■ The request
Take the line containing "target | side mirror" and all lines after it, through the end of the material, and repeat them exactly, pictures left out.

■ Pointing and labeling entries

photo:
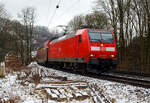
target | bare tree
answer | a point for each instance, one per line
(28, 19)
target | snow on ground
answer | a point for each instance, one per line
(46, 85)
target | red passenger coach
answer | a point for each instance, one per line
(87, 50)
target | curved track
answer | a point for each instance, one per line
(136, 80)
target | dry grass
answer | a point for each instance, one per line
(1, 73)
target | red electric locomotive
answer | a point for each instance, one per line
(87, 50)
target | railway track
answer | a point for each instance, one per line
(132, 79)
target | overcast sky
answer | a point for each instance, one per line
(45, 9)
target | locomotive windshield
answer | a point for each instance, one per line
(101, 36)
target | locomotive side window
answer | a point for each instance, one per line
(107, 37)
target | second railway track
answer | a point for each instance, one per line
(136, 80)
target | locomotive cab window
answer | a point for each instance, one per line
(107, 37)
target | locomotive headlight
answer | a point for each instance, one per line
(112, 56)
(93, 55)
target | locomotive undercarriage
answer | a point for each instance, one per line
(94, 66)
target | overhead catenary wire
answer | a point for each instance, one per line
(69, 8)
(54, 13)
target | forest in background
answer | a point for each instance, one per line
(130, 22)
(129, 19)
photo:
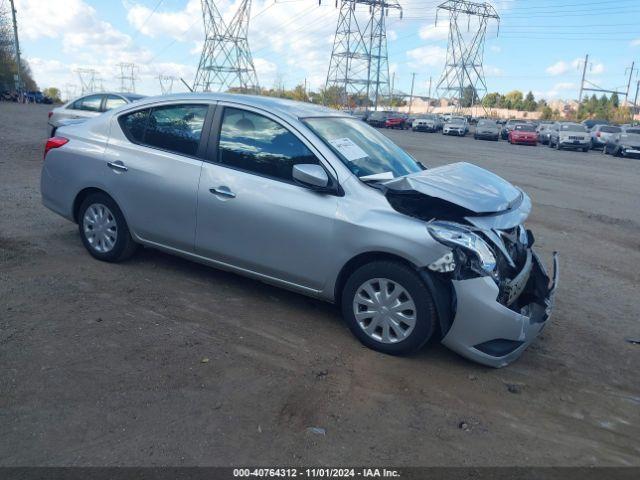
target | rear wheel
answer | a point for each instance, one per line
(103, 229)
(388, 307)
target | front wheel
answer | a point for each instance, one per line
(103, 229)
(388, 307)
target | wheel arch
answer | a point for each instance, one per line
(442, 291)
(84, 193)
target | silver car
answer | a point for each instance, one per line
(456, 126)
(601, 134)
(315, 201)
(569, 135)
(88, 106)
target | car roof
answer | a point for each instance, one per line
(279, 106)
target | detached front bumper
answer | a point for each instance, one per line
(488, 332)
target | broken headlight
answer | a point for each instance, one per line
(454, 235)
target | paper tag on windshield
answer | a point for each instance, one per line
(348, 149)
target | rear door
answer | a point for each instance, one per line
(251, 214)
(152, 166)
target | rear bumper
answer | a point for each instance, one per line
(488, 332)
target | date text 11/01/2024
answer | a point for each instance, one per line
(317, 472)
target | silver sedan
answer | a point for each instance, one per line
(312, 200)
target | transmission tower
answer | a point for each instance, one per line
(88, 81)
(166, 84)
(465, 50)
(359, 65)
(127, 77)
(226, 61)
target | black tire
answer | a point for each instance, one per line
(124, 246)
(409, 279)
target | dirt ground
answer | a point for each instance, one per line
(159, 361)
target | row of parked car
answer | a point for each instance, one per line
(617, 140)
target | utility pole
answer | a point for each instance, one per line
(465, 49)
(626, 97)
(17, 42)
(584, 74)
(226, 60)
(413, 79)
(359, 64)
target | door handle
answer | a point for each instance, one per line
(224, 191)
(117, 166)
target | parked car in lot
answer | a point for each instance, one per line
(378, 119)
(487, 130)
(626, 143)
(88, 106)
(592, 122)
(600, 135)
(456, 126)
(543, 131)
(508, 126)
(396, 121)
(569, 135)
(523, 134)
(427, 123)
(315, 201)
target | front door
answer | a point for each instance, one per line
(251, 214)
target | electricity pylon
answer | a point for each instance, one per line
(359, 65)
(127, 77)
(88, 81)
(166, 84)
(226, 61)
(465, 51)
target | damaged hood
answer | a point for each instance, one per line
(462, 184)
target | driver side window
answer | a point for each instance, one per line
(257, 144)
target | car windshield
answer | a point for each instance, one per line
(525, 128)
(572, 128)
(364, 150)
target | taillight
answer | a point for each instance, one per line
(54, 142)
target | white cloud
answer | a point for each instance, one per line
(564, 86)
(430, 56)
(434, 32)
(561, 67)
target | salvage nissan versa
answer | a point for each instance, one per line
(312, 200)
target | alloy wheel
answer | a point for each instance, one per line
(100, 227)
(384, 310)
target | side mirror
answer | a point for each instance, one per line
(310, 175)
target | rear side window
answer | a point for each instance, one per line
(91, 103)
(255, 143)
(134, 124)
(176, 128)
(113, 101)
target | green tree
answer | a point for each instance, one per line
(529, 104)
(53, 93)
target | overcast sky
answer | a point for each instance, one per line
(540, 46)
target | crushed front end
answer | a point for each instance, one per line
(493, 295)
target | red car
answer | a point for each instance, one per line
(395, 122)
(524, 134)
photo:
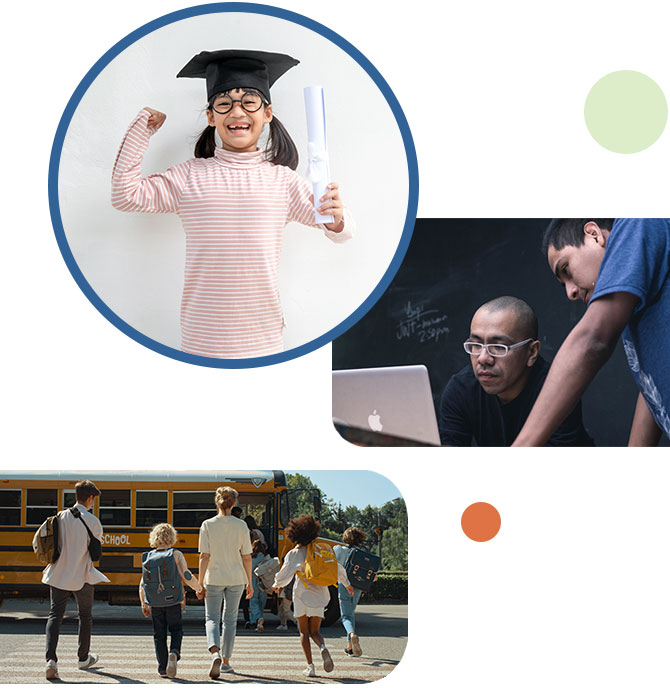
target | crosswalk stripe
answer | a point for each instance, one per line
(254, 658)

■ Task result
target | side mirror
answer | a point for each instance, one per line
(310, 175)
target | rear side window
answer | a point for each instance, one per line
(91, 103)
(255, 143)
(134, 124)
(176, 128)
(113, 101)
target | green tree
answer | a point for each instance, one per line
(529, 104)
(53, 93)
target | overcast sky
answer | a point for each instance, one per line
(540, 46)
target | crushed front end
answer | a point for each instance, one per line
(493, 295)
target | red car
answer | a point for each instance, one per line
(395, 122)
(524, 134)
photo:
target | crosswalk stripe
answer | a point for each instance, one per line
(254, 658)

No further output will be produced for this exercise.